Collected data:
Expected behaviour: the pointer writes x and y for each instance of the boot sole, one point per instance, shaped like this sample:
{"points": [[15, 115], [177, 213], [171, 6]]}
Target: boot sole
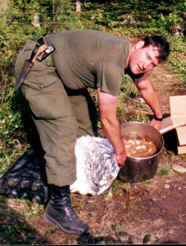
{"points": [[50, 219]]}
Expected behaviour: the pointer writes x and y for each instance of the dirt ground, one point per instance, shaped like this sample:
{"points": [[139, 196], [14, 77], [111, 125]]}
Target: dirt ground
{"points": [[150, 212]]}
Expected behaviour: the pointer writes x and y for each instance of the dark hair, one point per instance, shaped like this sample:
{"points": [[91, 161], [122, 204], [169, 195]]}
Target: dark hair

- _Task directions_:
Without the pictures, write out every entry precisely as it appears.

- _Answer_:
Expected behaviour: the pointer writes x and y for each instance of the boot sole, one point per instance, shaped like this sample:
{"points": [[15, 115], [177, 213], [171, 6]]}
Target: boot sole
{"points": [[50, 219]]}
Expected behaviour: the pointer writes x and y for each instance of the dirt ground, one point per instance, shaped like this sample:
{"points": [[139, 196], [14, 77], [111, 125]]}
Target: dirt ground
{"points": [[150, 212]]}
Expected behaviour: the pointer writes x and y for each instance of the dark hair, one point per instance, shaped like this sample:
{"points": [[91, 161], [122, 204], [169, 195]]}
Target: dark hair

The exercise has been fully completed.